## Task to carry out
Print verbatim the lines of the entries from the one containing "Could you point to the framed photograph" to the last, inclusive, and no others.

## Data in this exercise
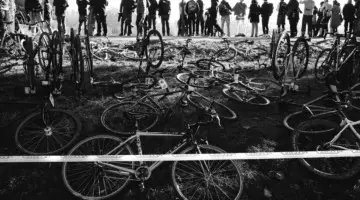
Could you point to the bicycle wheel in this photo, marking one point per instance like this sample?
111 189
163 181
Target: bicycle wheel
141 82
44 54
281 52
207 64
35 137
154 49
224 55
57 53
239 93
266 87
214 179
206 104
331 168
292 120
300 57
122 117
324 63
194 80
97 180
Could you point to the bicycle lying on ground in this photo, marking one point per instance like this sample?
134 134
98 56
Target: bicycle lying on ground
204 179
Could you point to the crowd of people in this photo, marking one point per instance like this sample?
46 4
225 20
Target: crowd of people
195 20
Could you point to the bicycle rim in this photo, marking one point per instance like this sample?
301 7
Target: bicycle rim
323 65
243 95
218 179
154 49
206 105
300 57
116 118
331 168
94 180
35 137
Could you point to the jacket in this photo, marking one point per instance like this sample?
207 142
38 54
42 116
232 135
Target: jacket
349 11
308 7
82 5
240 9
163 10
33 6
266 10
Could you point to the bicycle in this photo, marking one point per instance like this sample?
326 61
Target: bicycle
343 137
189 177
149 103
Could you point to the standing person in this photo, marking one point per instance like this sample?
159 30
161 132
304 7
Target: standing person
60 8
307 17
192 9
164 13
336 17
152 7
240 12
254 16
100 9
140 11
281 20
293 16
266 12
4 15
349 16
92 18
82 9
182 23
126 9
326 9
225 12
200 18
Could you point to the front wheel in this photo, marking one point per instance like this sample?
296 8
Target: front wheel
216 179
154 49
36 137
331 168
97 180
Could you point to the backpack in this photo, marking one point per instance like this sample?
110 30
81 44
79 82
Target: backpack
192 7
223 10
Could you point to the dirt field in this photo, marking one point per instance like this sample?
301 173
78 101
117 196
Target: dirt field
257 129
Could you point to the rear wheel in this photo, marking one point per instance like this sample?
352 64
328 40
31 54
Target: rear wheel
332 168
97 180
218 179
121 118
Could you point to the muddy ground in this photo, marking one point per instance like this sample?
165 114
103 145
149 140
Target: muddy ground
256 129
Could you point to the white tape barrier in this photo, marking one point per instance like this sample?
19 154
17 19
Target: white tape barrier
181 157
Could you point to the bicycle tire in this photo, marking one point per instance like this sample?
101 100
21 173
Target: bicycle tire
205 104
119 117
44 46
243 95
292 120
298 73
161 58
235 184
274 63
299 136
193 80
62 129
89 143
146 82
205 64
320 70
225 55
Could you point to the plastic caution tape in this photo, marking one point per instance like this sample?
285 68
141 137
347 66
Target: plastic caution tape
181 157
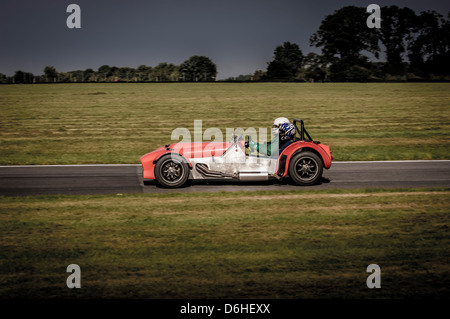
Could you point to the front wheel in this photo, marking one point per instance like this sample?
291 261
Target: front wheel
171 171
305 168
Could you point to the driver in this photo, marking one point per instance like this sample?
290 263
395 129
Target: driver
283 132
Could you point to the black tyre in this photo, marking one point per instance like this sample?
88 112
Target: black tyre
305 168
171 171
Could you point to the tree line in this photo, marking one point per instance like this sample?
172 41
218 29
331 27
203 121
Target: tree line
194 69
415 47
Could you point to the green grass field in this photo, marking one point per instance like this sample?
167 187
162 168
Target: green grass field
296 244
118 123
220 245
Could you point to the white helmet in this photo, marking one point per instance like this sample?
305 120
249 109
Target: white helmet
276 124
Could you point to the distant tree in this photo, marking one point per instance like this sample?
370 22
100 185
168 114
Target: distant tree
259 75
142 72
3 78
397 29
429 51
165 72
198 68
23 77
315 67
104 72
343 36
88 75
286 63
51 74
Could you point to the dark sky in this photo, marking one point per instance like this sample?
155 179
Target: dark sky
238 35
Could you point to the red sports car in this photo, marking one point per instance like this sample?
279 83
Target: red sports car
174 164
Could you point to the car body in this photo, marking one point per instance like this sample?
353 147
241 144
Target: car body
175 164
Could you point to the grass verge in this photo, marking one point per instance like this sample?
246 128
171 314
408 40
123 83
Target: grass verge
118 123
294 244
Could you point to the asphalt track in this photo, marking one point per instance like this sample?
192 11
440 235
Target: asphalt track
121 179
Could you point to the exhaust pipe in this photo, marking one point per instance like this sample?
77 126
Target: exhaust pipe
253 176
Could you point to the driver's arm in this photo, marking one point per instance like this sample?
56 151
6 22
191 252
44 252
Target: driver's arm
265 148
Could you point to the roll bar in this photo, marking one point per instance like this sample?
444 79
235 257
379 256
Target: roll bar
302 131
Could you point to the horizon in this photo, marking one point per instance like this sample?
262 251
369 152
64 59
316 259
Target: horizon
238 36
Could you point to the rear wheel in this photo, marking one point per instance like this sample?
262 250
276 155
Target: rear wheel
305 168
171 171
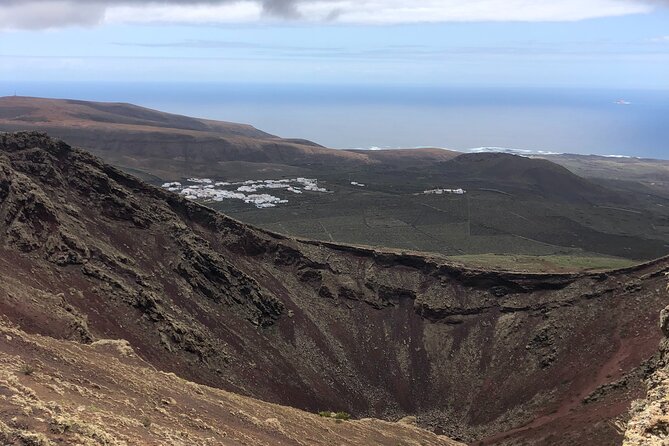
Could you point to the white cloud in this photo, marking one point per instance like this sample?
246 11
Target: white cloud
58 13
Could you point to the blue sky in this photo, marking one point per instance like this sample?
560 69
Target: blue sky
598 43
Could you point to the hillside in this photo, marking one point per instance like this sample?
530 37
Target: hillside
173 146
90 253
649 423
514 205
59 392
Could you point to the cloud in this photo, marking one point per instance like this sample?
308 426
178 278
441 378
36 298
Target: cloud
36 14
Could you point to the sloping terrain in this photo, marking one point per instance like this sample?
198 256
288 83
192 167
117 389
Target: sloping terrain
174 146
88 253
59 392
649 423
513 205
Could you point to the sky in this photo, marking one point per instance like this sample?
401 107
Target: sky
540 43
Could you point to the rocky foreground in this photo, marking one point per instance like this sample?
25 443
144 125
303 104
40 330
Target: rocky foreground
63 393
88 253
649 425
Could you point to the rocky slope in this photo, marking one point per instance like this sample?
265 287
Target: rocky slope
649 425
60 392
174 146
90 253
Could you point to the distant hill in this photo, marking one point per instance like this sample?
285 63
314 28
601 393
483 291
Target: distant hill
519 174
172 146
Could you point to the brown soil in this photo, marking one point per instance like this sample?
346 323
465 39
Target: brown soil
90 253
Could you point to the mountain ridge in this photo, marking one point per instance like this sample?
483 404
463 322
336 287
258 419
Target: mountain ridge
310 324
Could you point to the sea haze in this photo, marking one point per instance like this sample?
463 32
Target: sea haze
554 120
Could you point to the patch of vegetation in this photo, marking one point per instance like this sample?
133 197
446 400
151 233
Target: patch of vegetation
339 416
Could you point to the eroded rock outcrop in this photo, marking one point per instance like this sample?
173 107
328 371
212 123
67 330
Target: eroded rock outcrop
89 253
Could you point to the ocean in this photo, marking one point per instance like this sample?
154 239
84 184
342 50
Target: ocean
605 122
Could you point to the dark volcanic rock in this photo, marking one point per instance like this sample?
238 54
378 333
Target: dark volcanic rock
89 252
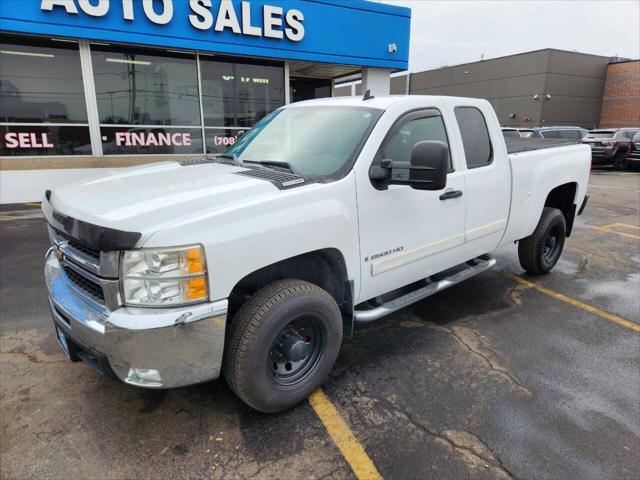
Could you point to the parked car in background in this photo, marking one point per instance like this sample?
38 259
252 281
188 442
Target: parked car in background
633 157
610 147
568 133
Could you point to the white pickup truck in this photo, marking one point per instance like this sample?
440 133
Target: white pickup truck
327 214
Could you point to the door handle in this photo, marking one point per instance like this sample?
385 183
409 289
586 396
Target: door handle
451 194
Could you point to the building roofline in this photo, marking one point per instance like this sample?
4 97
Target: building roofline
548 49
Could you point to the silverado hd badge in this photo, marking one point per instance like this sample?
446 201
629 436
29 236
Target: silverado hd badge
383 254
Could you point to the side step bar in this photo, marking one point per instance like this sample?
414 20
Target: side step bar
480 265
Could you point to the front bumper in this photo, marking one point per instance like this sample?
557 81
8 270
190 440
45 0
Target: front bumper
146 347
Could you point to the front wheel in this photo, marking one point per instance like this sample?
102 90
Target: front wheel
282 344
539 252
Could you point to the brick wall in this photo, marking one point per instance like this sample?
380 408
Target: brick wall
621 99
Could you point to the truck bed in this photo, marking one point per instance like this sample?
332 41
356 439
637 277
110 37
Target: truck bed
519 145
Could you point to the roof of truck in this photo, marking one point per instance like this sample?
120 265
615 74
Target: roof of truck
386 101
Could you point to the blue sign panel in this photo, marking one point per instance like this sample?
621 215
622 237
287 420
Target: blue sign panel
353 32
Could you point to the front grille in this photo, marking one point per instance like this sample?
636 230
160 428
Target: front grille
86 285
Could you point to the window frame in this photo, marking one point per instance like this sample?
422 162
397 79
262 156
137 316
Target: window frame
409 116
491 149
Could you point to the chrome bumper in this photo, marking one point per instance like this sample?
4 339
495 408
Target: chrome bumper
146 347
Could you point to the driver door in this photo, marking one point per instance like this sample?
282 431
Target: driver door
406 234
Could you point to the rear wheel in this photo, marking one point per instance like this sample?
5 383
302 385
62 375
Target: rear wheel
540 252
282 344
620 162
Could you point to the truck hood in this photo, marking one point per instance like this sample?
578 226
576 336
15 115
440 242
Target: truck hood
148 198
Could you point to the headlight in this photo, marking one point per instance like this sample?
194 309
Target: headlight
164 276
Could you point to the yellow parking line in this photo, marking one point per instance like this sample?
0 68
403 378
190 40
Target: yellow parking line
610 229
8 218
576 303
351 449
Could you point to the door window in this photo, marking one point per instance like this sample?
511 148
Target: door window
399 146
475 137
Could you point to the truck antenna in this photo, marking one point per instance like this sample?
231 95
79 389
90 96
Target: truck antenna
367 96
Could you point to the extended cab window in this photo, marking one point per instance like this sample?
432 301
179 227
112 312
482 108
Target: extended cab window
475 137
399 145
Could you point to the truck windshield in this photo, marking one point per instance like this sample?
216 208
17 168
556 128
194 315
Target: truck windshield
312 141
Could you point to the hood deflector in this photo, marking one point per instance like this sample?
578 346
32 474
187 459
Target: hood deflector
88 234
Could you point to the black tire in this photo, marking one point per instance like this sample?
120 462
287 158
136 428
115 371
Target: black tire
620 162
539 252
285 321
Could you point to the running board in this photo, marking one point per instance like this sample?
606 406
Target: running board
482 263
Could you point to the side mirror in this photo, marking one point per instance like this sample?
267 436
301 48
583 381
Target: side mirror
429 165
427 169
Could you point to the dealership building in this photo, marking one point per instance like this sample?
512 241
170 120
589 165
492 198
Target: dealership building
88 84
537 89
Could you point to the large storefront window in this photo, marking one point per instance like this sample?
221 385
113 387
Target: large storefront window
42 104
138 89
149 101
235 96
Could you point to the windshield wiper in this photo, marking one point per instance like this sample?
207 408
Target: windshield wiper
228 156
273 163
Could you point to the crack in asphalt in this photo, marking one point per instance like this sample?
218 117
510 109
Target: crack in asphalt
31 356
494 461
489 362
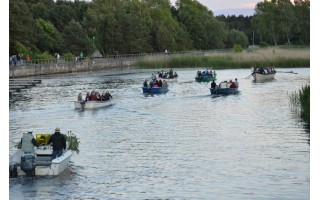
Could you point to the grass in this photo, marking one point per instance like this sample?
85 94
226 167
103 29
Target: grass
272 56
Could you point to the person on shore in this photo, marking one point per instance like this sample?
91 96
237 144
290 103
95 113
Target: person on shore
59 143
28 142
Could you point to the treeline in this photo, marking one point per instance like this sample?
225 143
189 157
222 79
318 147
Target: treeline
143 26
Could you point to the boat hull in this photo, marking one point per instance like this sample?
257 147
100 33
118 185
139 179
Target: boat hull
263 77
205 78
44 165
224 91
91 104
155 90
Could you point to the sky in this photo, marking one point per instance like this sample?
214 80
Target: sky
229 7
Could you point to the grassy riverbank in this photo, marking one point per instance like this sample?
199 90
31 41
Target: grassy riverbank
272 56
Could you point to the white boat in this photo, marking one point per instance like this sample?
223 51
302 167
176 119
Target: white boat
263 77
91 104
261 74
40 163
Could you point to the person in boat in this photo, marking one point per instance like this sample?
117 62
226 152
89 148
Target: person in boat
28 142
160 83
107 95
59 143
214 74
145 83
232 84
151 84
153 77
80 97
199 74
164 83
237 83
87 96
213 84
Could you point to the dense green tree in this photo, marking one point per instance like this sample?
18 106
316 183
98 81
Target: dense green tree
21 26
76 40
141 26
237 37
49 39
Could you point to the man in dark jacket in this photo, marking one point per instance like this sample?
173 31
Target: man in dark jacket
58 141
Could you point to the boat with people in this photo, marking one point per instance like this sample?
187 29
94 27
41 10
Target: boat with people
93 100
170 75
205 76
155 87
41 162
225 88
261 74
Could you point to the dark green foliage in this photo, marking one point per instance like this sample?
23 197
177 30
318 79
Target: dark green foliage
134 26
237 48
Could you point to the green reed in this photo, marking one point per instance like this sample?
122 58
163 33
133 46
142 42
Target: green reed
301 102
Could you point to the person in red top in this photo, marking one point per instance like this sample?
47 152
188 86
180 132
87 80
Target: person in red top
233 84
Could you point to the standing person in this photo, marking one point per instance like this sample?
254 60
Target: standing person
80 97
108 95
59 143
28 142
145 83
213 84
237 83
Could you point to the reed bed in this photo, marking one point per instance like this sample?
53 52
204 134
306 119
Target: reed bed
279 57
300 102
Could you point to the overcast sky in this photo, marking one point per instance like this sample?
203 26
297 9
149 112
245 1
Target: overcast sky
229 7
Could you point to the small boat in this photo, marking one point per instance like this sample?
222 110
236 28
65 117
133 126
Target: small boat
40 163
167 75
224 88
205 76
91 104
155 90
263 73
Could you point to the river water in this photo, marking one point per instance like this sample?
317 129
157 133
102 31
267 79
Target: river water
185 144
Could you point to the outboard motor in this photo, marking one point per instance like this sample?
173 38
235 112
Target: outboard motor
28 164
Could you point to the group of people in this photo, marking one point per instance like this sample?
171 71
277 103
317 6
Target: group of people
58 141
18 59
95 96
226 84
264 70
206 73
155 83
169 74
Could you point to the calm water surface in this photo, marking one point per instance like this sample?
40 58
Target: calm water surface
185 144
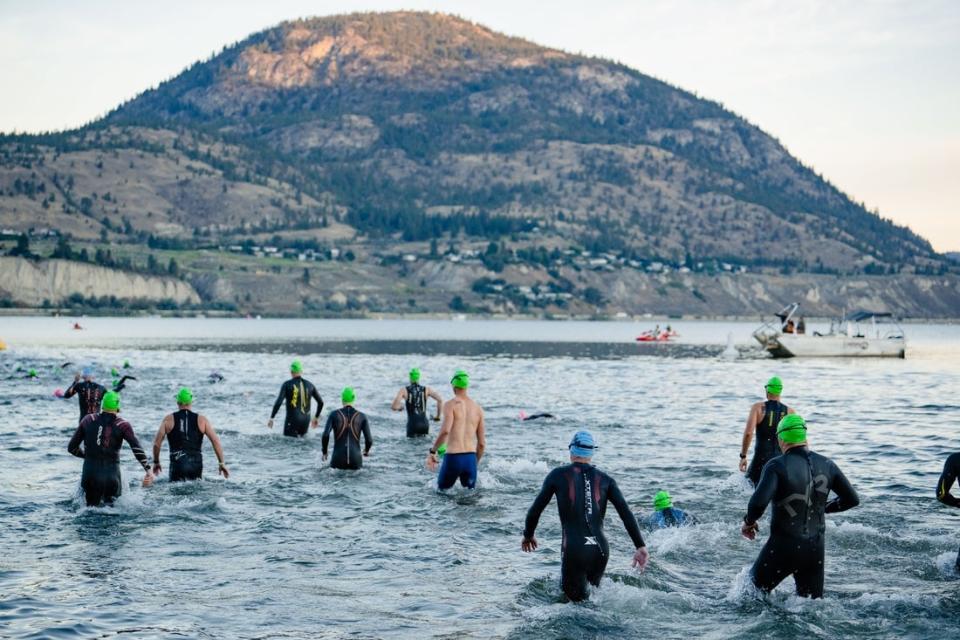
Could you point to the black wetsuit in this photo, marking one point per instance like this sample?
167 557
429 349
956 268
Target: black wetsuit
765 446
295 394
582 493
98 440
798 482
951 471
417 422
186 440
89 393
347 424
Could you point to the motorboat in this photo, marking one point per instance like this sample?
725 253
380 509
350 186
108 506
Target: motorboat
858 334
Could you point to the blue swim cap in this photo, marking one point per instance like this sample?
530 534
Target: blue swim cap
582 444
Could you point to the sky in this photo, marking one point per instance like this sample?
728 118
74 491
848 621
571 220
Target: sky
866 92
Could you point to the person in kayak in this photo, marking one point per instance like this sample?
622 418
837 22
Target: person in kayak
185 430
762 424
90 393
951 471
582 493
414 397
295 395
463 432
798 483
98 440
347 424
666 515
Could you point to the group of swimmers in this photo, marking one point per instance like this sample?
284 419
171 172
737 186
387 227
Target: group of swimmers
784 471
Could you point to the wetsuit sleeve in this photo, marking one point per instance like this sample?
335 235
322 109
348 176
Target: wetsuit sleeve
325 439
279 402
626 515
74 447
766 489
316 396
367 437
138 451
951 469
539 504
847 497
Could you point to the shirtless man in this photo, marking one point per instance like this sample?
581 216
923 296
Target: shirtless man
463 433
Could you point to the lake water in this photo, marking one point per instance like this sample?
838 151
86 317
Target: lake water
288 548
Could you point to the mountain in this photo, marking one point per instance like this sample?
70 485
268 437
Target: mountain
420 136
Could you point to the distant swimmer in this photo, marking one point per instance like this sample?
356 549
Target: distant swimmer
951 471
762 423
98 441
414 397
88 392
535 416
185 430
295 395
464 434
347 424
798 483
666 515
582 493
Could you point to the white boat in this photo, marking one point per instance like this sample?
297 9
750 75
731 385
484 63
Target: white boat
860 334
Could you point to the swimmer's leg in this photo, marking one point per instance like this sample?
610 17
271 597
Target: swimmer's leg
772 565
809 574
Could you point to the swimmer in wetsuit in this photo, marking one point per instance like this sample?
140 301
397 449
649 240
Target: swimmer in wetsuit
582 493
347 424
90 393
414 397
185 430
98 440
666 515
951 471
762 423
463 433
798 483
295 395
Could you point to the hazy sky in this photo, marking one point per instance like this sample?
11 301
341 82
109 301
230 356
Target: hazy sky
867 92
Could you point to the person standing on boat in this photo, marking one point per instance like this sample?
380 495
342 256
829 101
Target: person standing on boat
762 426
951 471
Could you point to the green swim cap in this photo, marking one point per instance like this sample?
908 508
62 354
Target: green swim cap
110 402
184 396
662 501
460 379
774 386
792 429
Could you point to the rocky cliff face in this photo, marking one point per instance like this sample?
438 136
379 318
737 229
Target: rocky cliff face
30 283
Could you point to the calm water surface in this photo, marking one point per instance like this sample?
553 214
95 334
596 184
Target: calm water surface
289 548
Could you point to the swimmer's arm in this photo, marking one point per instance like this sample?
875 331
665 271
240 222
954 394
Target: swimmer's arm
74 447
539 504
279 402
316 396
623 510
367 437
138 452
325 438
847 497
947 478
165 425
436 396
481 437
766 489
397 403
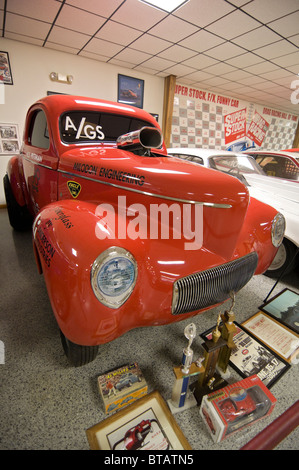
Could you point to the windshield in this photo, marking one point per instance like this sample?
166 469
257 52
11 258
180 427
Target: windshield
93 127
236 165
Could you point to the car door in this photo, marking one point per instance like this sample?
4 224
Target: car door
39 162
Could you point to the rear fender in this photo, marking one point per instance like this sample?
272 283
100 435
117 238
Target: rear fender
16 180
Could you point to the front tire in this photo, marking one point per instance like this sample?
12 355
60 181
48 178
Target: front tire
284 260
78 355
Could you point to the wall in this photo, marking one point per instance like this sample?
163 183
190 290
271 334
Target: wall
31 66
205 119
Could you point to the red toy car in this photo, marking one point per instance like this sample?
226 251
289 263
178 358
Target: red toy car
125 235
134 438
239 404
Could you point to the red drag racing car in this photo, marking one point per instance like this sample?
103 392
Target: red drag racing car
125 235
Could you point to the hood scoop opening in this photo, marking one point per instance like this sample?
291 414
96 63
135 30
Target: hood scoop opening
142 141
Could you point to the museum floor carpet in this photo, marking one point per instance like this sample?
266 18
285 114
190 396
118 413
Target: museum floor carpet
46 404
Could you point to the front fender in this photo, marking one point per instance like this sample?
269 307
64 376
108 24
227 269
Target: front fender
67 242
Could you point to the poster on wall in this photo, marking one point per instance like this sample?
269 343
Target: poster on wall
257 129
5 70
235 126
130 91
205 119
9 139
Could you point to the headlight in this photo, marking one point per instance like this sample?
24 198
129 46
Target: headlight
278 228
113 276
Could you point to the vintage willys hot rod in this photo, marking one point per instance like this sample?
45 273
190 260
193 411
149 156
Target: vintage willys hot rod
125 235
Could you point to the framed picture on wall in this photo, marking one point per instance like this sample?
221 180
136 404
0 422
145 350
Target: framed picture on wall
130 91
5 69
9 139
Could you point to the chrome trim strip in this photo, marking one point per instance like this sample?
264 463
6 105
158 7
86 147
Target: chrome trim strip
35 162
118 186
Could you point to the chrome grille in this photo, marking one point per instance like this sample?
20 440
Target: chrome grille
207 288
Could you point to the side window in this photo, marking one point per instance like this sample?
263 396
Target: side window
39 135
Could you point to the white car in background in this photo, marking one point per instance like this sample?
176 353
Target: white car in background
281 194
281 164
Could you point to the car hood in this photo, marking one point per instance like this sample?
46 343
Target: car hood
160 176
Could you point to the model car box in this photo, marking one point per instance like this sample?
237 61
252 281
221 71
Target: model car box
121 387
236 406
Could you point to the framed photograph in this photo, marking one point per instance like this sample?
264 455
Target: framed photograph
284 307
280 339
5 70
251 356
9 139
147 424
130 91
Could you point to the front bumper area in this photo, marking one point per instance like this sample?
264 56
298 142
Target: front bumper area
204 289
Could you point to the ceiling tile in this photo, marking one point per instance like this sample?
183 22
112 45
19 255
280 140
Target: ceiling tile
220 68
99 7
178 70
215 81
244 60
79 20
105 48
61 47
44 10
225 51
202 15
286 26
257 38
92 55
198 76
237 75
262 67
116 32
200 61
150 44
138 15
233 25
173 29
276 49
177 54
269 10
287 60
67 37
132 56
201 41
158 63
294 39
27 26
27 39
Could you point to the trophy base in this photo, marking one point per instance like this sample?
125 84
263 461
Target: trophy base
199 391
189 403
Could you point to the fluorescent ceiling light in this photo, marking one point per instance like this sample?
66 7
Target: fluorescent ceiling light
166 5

## Task output
Could you point to the framed photograph in this photo, marking one point per instance like this sample?
264 455
Target: framed photograph
284 307
280 339
5 70
251 356
9 139
147 424
130 91
Could you point to the front bumper area in this photo, marking one point per instance like this sample?
264 56
298 142
Target: front bumper area
204 289
Could you point to the ceiling tile in this photo, marking one point per instance like this sample?
183 22
112 45
19 255
280 140
Target: ceiling tile
220 68
99 7
178 70
215 81
244 60
79 20
105 48
61 47
44 10
225 51
202 15
286 26
257 38
92 55
198 76
237 75
262 67
116 32
200 61
150 44
138 15
233 25
173 29
276 49
177 54
269 10
287 60
67 37
132 56
201 41
158 63
294 39
27 26
27 39
Could you point to the trophy base in this photo, marking one point per instance like this sample?
125 84
263 461
Target: trophy base
199 391
189 403
Could you point to the fluorescent ceiling light in this photo, marking one point per instance like this sample?
66 7
Target: fluorescent ceiling light
166 5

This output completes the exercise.